**DIRECTIONS**
Every line of the data below is to be written out again exactly.

**ENTRIES SHOWN**
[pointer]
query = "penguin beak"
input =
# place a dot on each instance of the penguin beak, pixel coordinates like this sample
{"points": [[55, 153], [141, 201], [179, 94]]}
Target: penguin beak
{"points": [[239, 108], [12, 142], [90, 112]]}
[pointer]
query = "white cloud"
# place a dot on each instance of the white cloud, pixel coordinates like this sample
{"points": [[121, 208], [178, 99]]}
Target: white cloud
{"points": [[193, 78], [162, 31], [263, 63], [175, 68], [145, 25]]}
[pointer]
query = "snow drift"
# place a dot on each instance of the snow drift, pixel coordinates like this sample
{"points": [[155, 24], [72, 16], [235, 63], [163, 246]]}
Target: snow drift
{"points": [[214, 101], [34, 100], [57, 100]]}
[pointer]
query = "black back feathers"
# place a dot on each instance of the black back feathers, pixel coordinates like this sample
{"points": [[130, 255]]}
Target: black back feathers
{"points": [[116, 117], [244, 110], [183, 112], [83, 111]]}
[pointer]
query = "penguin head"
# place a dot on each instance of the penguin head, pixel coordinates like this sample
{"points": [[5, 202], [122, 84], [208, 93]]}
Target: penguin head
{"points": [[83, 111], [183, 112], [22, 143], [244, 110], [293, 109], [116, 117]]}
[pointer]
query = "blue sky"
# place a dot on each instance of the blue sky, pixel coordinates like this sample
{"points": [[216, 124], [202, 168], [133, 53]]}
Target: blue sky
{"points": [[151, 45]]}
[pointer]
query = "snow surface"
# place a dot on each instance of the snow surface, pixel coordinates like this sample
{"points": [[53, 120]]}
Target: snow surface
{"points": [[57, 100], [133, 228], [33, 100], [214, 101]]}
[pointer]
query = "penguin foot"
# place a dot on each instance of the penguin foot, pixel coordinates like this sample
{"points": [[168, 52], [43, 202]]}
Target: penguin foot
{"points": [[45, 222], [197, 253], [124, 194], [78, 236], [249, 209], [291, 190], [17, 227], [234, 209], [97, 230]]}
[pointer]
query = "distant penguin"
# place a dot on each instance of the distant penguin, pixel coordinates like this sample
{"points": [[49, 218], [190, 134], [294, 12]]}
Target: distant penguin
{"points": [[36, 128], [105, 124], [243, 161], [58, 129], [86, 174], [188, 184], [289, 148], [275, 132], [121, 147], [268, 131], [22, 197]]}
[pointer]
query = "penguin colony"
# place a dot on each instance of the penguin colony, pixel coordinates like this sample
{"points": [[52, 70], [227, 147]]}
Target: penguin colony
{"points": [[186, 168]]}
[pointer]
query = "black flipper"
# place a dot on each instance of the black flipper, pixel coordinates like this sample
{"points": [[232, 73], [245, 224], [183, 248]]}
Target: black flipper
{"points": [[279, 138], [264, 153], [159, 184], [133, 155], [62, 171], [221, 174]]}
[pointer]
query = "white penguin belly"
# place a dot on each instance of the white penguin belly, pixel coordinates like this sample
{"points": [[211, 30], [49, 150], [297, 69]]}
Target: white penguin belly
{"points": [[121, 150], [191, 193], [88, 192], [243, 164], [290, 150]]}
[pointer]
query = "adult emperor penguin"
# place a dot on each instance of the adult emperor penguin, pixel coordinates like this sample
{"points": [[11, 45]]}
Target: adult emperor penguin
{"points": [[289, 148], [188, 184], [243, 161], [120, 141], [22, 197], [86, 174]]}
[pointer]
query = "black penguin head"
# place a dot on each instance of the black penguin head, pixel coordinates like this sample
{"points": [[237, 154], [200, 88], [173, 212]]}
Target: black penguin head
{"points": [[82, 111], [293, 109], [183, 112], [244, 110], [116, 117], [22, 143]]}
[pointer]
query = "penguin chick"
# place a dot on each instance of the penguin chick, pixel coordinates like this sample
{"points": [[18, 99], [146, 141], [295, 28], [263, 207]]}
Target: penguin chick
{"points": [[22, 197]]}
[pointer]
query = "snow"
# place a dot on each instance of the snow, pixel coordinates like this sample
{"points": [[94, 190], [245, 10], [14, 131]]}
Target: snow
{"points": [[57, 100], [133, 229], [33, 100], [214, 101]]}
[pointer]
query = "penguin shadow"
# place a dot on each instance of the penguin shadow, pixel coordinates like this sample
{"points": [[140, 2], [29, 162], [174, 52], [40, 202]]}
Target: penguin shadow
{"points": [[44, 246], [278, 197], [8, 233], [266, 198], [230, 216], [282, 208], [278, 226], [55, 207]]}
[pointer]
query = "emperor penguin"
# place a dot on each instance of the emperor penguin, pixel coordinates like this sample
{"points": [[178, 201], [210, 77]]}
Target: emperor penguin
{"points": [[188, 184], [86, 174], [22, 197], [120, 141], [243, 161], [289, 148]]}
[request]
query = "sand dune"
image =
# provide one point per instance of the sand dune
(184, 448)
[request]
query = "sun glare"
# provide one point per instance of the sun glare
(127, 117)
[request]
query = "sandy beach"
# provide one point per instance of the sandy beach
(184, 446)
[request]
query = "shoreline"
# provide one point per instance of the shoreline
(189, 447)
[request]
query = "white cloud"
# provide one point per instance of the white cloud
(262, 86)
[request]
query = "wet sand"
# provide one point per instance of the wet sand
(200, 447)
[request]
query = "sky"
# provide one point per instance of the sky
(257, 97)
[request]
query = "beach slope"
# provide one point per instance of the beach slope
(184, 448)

**EXERCISE OUTPUT**
[pointer]
query = "penguin beak"
input =
# place a dot on each instance of the penguin beak, pixel coordinates like this sample
{"points": [[55, 153], [141, 201], [179, 94]]}
Target: penguin beak
{"points": [[239, 108], [12, 142], [90, 112]]}
[pointer]
query = "white cloud"
# place a dot on each instance of the white cloud, pixel coordinates like this sample
{"points": [[121, 208], [178, 99]]}
Target: white cloud
{"points": [[193, 78], [162, 31], [263, 63], [175, 68], [145, 25]]}
[pointer]
query = "snow drift"
# place a dot on each instance of the snow drift, pixel coordinates like this sample
{"points": [[155, 24], [72, 16], [235, 63], [163, 246]]}
Target: snow drift
{"points": [[214, 101], [34, 100], [57, 100]]}
[pointer]
query = "black back feathers"
# place a dot on each instance of the black back feathers, pixel coordinates like this sample
{"points": [[130, 255]]}
Target: black back feathers
{"points": [[116, 117], [244, 110], [183, 112], [83, 111]]}
[pointer]
query = "penguin head"
# place a dot on each instance of the penguin head, pixel coordinates like this sample
{"points": [[5, 202], [122, 84], [208, 93]]}
Target: penguin head
{"points": [[83, 111], [183, 112], [22, 143], [244, 110], [293, 109], [116, 117]]}
[pointer]
query = "blue sky"
# place a dot on each instance of the blue sky, pixel coordinates like this sample
{"points": [[216, 124], [202, 168], [133, 53]]}
Target: blue sky
{"points": [[151, 45]]}
[pointer]
query = "snow surface"
# place a dot on each instance of the snow surface, pixel coordinates like this sample
{"points": [[53, 120]]}
Target: snow surface
{"points": [[57, 100], [133, 228], [33, 100], [214, 101]]}
[pointer]
query = "penguin foot"
# place a dot on each instance of the penguin foot, pixel coordinates like this sample
{"points": [[168, 52], [43, 202]]}
Target: penguin foot
{"points": [[45, 222], [197, 253], [124, 194], [78, 236], [249, 209], [291, 190], [17, 227], [234, 209], [97, 230]]}
[pointer]
query = "distant penguin"
# place a dot on each instance of the distant penguin, pixel coordinates like this sample
{"points": [[49, 218], [190, 134], [294, 12]]}
Target: distant penguin
{"points": [[36, 128], [105, 124], [243, 161], [58, 129], [86, 174], [188, 184], [289, 148], [275, 132], [121, 147], [268, 131], [22, 197]]}
[pointer]
query = "penguin colony"
# place a dot on each instance of the penguin colony, pixel coordinates like this sample
{"points": [[52, 70], [227, 147]]}
Target: penguin colony
{"points": [[186, 168]]}
[pointer]
query = "black flipper"
# place a dot on each instance of the black flipper, pixel coordinates like this sample
{"points": [[232, 73], [245, 224], [183, 248]]}
Target: black flipper
{"points": [[279, 138], [264, 153], [159, 184], [133, 155], [62, 171], [221, 174]]}
[pointer]
query = "white penguin belly"
# place a dot on each instance of the white penguin belly, pixel coordinates like this sample
{"points": [[211, 30], [49, 150], [297, 69]]}
Target: white penguin belly
{"points": [[121, 150], [191, 193], [88, 192], [243, 164], [290, 150]]}
[pointer]
query = "adult emperor penguin"
# place a dot on each instance of the adult emperor penguin, pixel coordinates like this sample
{"points": [[11, 45]]}
Target: adult emperor penguin
{"points": [[289, 148], [188, 184], [243, 161], [120, 141], [22, 197], [86, 174]]}
[pointer]
query = "black penguin head"
# place a dot on each instance of the black penguin head, pixel coordinates like this sample
{"points": [[237, 154], [200, 88], [173, 212]]}
Target: black penguin head
{"points": [[82, 111], [293, 109], [183, 112], [244, 110], [116, 117], [22, 143]]}
[pointer]
query = "penguin chick"
# place a dot on each instance of the penguin chick, pixel coordinates like this sample
{"points": [[18, 99], [146, 141], [295, 28], [263, 207]]}
Target: penguin chick
{"points": [[22, 197]]}
[pointer]
query = "snow"
# place a dot on each instance of the snow, pixel coordinates like this sample
{"points": [[94, 190], [245, 10], [14, 131]]}
Target: snow
{"points": [[57, 100], [133, 229], [33, 100], [214, 101]]}
[pointer]
query = "penguin shadow"
# place a dot on each instance of the penguin shadow, pixel coordinates like this sample
{"points": [[140, 2], [29, 162], [174, 52], [40, 202]]}
Target: penguin shadow
{"points": [[44, 246], [278, 197], [8, 233], [266, 198], [230, 216], [282, 208], [278, 226], [55, 207]]}
[pointer]
query = "emperor penguin"
# place a dot on each instance of the emperor penguin, pixel coordinates like this sample
{"points": [[178, 201], [210, 77]]}
Target: emperor penguin
{"points": [[188, 184], [86, 174], [22, 197], [120, 141], [243, 161], [289, 148]]}
[request]
query = "sand dune"
image =
# provide one point per instance of the sand dune
(184, 448)
[request]
query = "sun glare"
# provide one point per instance of the sun glare
(127, 117)
[request]
query = "sandy beach"
# provide one point per instance of the sandy beach
(184, 446)
[request]
query = "shoreline"
# provide one point per instance of the shoreline
(189, 447)
[request]
query = "white cloud"
# provide one point per instance of the white cloud
(262, 86)
[request]
query = "wet sand"
# provide one point per instance of the wet sand
(200, 447)
[request]
query = "sky"
# provide one point per instance of the sky
(257, 97)
[request]
query = "beach slope"
# provide one point per instance of the beach slope
(184, 448)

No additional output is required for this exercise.